### Assignment
Below are some records; return all of them exactly as they are.

---------- Data provided ----------

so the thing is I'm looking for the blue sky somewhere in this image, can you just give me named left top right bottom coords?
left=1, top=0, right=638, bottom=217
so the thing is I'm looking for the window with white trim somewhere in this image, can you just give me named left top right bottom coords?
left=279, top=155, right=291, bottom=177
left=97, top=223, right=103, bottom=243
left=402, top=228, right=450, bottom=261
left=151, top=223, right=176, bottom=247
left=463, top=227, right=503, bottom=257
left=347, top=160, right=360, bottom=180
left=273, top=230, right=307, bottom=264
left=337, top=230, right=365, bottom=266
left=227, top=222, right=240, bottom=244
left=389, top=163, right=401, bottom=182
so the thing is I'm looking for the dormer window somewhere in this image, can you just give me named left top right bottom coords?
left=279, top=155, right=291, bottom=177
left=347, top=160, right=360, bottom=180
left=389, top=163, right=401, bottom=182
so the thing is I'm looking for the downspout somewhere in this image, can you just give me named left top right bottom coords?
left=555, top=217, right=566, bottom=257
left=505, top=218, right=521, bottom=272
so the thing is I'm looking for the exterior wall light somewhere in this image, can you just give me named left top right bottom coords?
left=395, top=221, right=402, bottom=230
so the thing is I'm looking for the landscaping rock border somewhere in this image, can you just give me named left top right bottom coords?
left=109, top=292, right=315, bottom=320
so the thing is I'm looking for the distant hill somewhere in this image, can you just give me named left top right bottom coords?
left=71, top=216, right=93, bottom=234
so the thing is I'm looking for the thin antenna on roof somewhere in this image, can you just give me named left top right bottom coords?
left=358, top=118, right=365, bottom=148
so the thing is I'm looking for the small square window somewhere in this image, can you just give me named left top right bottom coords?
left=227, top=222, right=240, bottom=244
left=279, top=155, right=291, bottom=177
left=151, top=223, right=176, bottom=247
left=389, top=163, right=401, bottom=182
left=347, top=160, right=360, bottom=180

----------

### Answer to the problem
so the thing is I'm looking for the blue sky somewhere in this image, can you just give me named left top right bottom coords?
left=1, top=0, right=638, bottom=217
so the thing is I'm looking for the window with white trim somewhere in this image, can you just give me named left top right bottom coords?
left=279, top=155, right=291, bottom=177
left=97, top=223, right=103, bottom=243
left=402, top=228, right=450, bottom=261
left=151, top=223, right=176, bottom=247
left=463, top=227, right=503, bottom=257
left=347, top=160, right=360, bottom=180
left=273, top=230, right=307, bottom=264
left=337, top=230, right=365, bottom=266
left=227, top=222, right=240, bottom=244
left=389, top=163, right=401, bottom=182
so the thing is I'm looking for the dormer window somewhere in this image, can you just give me named left top right bottom coords?
left=279, top=155, right=291, bottom=177
left=347, top=160, right=360, bottom=180
left=389, top=163, right=401, bottom=182
so the thing is I'm looking for the downspout somewhere in this image, can you just give me named left top right bottom coords?
left=555, top=217, right=566, bottom=257
left=505, top=218, right=521, bottom=272
so the thing is I'm looking for the exterior wall light somewhere in this image, can you just give me named left top right bottom coords?
left=395, top=221, right=402, bottom=230
so the thing is I'm looking for the landscaping rock border somewhere in this image, can you just give me named left top right bottom coords?
left=109, top=292, right=315, bottom=320
so the thing is I'm looking for the distant hill somewhere in this image, can you just give me named left top right bottom coords?
left=71, top=216, right=93, bottom=234
so the thing is I'm looking for the thin antenna on roof somewhere in this image, can you just give me named left top right bottom coords?
left=358, top=118, right=365, bottom=148
so the thing is I'm looking for the small square window somewhere in this image, can you just give me named left top right bottom coords?
left=227, top=222, right=240, bottom=244
left=279, top=155, right=291, bottom=177
left=151, top=223, right=176, bottom=247
left=389, top=163, right=401, bottom=182
left=347, top=160, right=360, bottom=180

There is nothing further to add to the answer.